(Point localization data)
- Opening Delimiter -
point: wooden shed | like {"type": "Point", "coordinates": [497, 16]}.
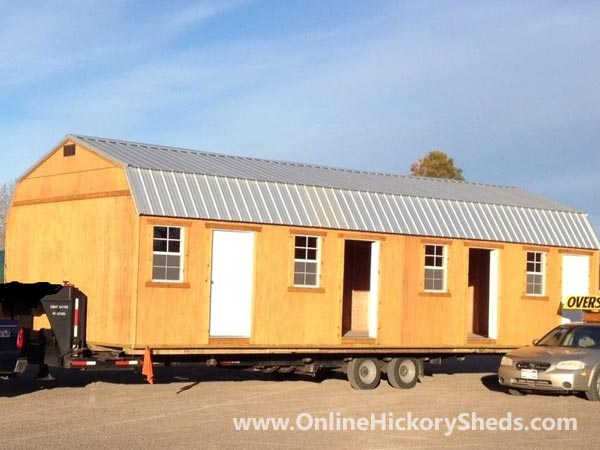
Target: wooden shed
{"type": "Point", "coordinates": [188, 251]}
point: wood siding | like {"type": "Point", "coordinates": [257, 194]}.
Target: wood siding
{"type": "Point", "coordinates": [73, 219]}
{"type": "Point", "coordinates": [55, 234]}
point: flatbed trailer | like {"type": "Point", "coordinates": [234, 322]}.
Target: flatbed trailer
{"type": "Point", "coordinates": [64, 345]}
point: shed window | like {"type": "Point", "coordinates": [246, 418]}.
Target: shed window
- Closing Delimiter -
### The task
Check every line above for the string "window" and copy those that have it.

### Finished task
point: shed window | like {"type": "Point", "coordinates": [246, 418]}.
Target: shed window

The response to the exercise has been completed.